→ **Assignment**
Return the lines below that contain "Target".

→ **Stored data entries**
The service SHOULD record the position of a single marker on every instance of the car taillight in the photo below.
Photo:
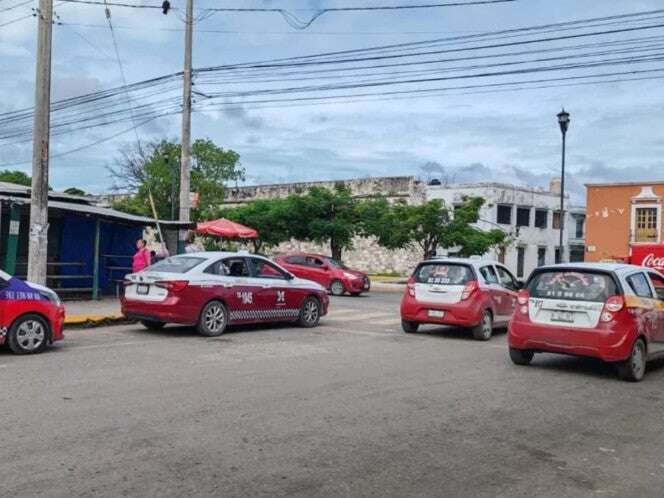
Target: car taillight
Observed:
(613, 305)
(469, 289)
(411, 287)
(173, 285)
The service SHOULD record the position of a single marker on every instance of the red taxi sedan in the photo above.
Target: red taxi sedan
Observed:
(211, 290)
(614, 312)
(328, 272)
(31, 315)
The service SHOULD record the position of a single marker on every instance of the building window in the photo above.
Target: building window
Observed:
(645, 226)
(504, 216)
(522, 217)
(555, 223)
(541, 256)
(541, 216)
(520, 261)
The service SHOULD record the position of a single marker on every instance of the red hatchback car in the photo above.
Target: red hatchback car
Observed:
(327, 272)
(473, 293)
(614, 312)
(31, 315)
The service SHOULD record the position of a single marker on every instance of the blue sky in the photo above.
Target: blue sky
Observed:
(615, 134)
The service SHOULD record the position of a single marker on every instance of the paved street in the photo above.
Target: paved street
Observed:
(352, 408)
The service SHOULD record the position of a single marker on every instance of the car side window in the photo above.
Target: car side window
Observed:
(507, 280)
(265, 269)
(639, 284)
(658, 283)
(489, 274)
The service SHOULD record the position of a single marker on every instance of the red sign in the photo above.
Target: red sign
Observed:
(649, 255)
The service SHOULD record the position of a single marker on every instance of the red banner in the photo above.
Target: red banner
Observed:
(649, 255)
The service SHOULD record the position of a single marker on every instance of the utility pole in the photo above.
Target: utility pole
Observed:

→ **Output of the task**
Target: car taillight
Target: red taxi sedan
Target: building window
Target: red hatchback car
Target: blue sky
Target: paved street
Target: car side window
Target: red sign
Target: red banner
Target: utility pole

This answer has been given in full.